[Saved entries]
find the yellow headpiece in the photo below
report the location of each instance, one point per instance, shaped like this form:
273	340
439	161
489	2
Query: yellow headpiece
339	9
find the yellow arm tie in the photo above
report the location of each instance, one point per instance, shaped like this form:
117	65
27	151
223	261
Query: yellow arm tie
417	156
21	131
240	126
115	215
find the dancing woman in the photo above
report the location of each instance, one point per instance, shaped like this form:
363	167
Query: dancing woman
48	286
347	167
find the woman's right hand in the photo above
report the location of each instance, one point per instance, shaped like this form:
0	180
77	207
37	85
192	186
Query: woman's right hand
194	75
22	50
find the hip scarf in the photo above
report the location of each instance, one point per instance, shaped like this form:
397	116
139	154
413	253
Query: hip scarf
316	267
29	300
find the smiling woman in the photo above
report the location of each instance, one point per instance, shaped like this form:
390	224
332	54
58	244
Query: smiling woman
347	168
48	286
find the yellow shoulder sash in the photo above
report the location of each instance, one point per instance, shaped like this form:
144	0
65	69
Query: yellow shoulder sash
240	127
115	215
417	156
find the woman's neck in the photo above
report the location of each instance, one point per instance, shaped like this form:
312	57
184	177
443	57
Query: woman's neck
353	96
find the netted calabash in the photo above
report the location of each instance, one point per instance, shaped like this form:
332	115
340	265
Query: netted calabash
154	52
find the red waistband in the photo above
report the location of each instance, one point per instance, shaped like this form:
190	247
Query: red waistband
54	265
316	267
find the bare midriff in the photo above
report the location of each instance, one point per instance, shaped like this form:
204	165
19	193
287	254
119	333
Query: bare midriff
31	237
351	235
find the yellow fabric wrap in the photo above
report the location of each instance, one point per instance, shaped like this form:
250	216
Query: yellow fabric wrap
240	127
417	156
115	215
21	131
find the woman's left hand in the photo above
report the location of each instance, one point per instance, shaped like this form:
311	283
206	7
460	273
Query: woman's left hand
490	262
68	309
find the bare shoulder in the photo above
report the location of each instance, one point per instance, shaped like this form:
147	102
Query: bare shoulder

◆ WHAT THE TASK ASKS:
The records above need to be written out once more, exactly.

◆ ANSWER FOR THE TASK:
find the yellow headpiece in the photo below
report the location of each instance, one point per instance, shaped like this form:
273	340
439	161
489	2
Query: yellow headpiece
339	9
find the yellow arm tie in the photo above
report the location of each instance, one point per instance, shaped like this form:
117	65
27	151
223	261
Query: yellow arm tie
417	156
21	131
240	126
115	215
find the dancing woman in the photo above
report the location of each instance, one point per instance, shaped like this form:
363	167
Query: dancing woman
48	286
347	167
find the woman's right hand in the photo above
report the location of each instance, one point per instance, shaped like this form:
0	180
77	207
37	85
192	186
Query: woman's right hand
194	75
22	50
find the hip scarf in the photo above
report the location of each instance, one point per instance, shaped like this form:
397	116
139	154
413	253
Query: hip scarf
316	267
29	300
find the smiling woman in the photo above
report the location of each instance, one point per instance, shaped like this form:
390	224
332	54
58	244
Query: smiling woman
347	168
48	286
find the yellow shoulder sash in the photo above
report the location of each instance, one point per instance, shaped like this form:
144	0
65	69
Query: yellow shoulder sash
240	127
115	215
417	156
find the woman's neck in the photo above
report the location of each instance, one point per instance, shaped like this form:
312	57
184	177
443	57
Query: woman's neck
353	96
find the netted calabash in the photo above
report the location of each instance, one point per instance, shaped like this form:
332	115
340	265
Query: netted calabash
154	52
find the red waistband in the photo above
report the location of each instance, one point per instance, shaped like this form:
190	247
Query: red waistband
54	265
316	267
find the bare midriff in the photo above
report the location of each instance, one point per instance, shaped like this form:
204	165
19	193
287	254
119	333
Query: bare midriff
31	237
351	235
find the yellow fabric wrap in the photo above
report the location of each instance, one point per instance, shaped like this form:
250	216
Query: yellow fabric wrap
240	127
417	156
115	215
21	131
find the woman's left hand in the photo above
report the location of each instance, one point per instance, shaped like this form:
311	283
206	7
460	273
Query: woman's left hand
490	262
68	309
find the bare shoulder in the photo above
report the location of each instance, one point per instance, shaped like this form:
147	102
Query: bare shoulder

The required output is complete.